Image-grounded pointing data
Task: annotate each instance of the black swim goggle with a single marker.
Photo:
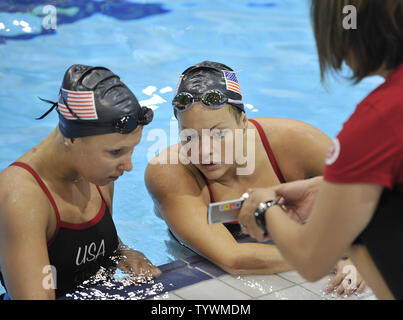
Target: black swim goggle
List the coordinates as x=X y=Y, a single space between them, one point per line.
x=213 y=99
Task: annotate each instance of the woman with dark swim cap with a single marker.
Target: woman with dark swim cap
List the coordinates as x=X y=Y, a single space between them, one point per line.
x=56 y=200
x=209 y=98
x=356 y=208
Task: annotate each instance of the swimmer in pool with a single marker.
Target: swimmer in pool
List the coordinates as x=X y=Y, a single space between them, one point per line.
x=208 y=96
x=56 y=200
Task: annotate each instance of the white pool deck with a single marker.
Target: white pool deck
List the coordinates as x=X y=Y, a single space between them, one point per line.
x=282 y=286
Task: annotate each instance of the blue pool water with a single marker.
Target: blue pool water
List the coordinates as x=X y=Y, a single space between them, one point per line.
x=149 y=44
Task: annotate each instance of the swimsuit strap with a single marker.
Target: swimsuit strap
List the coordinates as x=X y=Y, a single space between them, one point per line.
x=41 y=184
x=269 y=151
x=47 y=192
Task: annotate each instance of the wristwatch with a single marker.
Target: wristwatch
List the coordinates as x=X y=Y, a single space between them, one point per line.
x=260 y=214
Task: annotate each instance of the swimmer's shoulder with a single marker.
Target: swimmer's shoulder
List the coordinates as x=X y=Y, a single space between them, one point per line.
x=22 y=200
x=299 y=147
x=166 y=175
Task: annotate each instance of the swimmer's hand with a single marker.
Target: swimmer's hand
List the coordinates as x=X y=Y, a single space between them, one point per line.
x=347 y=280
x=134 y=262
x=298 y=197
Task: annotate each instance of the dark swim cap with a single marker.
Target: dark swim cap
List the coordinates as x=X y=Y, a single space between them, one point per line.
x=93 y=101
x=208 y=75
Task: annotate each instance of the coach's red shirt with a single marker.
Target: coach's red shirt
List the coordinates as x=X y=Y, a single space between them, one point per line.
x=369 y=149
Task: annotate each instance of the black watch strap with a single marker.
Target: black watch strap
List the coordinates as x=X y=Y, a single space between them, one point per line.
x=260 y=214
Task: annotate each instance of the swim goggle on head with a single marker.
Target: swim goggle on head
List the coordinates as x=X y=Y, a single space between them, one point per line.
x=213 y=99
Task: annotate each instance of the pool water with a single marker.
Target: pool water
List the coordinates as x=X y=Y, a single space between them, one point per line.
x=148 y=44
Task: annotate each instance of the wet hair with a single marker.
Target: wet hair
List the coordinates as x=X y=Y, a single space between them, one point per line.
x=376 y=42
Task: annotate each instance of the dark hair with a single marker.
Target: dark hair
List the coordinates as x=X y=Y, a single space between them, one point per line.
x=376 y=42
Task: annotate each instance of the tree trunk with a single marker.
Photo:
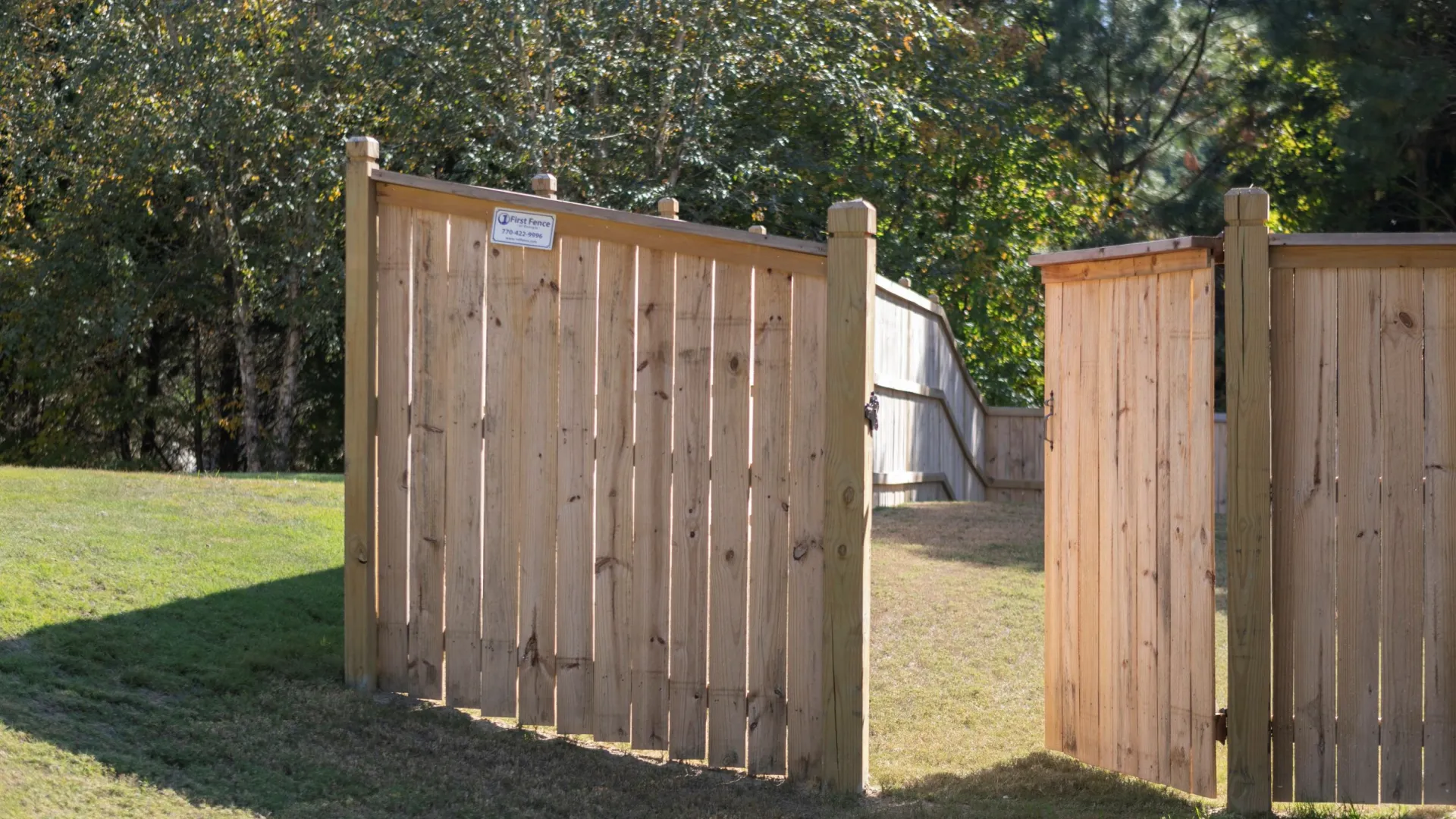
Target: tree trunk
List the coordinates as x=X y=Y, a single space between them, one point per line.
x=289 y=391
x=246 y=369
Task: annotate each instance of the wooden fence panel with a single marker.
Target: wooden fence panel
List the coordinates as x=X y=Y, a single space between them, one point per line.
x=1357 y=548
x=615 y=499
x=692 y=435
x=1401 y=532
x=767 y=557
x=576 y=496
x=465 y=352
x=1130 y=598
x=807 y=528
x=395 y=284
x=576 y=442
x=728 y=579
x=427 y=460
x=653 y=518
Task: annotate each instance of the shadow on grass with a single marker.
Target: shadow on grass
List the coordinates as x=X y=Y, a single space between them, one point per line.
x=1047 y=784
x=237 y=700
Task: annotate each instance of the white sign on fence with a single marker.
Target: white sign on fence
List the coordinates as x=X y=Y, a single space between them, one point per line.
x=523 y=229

Brief: Reproduce the data above exactly, leaving out any picture in it.

Exercise answer:
Task: annotate each instance of the black swim goggle with a single marker.
Photo:
Target: black swim goggle
List the coordinates as x=X y=Y, a single space between them, one point per line.
x=213 y=99
Task: annotate each instance of the woman with dark swim cap with a single marker.
Target: woman with dark swim cap
List the coordinates as x=X y=Y, a single space between them, one point per line.
x=56 y=200
x=209 y=98
x=356 y=208
Task: annotate each instance of the swimmer in pool with a single marker.
Target: swimmer in pool
List the coordinates as x=X y=Y, a single space between them, one point per line.
x=208 y=96
x=56 y=200
Task: annotate each instance of the white pool deck with a single marker.
Target: white pool deck
List the coordinates as x=X y=Y, a single space between them, one point per line.
x=282 y=286
Task: annotate each instance of the blue pool water with a single marker.
Target: blue pool water
List the coordinates as x=X y=Y, a single space between them, one point per line.
x=149 y=44
Task: annotate each instance of the swimsuit strap with a single marker.
Target: swimsuit strap
List the coordinates as x=X y=Y, a single space between them, one point per line.
x=41 y=184
x=269 y=151
x=47 y=192
Task: annotate each instance of the wristwatch with a single marker.
Target: wristwatch
List the coordinates as x=X y=Y, a single space between them, one point per line.
x=260 y=214
Task: annotate each instance of the swimmer's shoulder with a single marker.
Target: swimmer's shoulder
List the coordinates as x=X y=Y, a single space between them, one point per line.
x=22 y=200
x=299 y=147
x=166 y=175
Task: annotate each instance of the swimmer's hand with a single marker.
Target: swimmer's hand
List the coordinates as x=X y=Y, a single space between them, one point per line.
x=347 y=280
x=134 y=262
x=298 y=197
Task: annotate each instance of the dark swim cap with a single marker.
Target: dark swim cap
List the coordinates as x=X y=Y, a single space between them, one point per line.
x=93 y=101
x=208 y=75
Task: annotate each instance of the coach's red shirt with a single marker.
Target: coach's red shirt
List the coordinates as x=X y=Y, a single space between them, one point per line.
x=369 y=149
Task: annotate each instance of the black watch strap with a single marker.
Target: black watch strap
List the coordinates as x=X y=Y, a single space between them, one point per line.
x=260 y=214
Task: annotate each instance of the swim goggle on head with a single marker.
Target: swim goggle on head
List the coordinates as x=X y=Y, a single space between them, one point per line.
x=213 y=99
Task: annotate each instance of the pool water with a single marker.
Target: pool water
List the coordinates as x=X y=Y, a single space between them, one point per line.
x=148 y=44
Task: annotate each instance of the wet hair with a single marker.
Target: wet hair
List the coordinates as x=X y=Y, a single space between them, one point per line.
x=376 y=42
Task: annotate each instance of the dark hair with a single marker.
Target: dark hair
List the coordinates as x=X y=Y, a single space between them, one point per line.
x=376 y=42
Task: annotate each instance of the tree trunk with a single marker.
Photo:
Target: tree trunk
List the coordinates as x=X y=Y, a single space between them, one point per line.
x=289 y=391
x=246 y=369
Task: annotate each instance of the wooden fence panel with a single marker.
Target: wooden fence panel
List the coordinates as x=X y=Y, a single space between them, one point per line.
x=1357 y=548
x=615 y=499
x=692 y=435
x=1401 y=532
x=767 y=557
x=576 y=496
x=465 y=352
x=1130 y=598
x=807 y=528
x=395 y=284
x=576 y=442
x=728 y=579
x=427 y=460
x=653 y=518
Task: annotate each instance of the shadow on grass with a single marker.
Target: shadow on grass
List the coordinates as x=X y=Y, a single space between them, one point per line.
x=1047 y=784
x=237 y=700
Task: annotate each instance of the white sign on fence with a single marker.
Target: white sign on fence
List the coordinates as x=X y=Y, a single space between them, one point per line.
x=523 y=229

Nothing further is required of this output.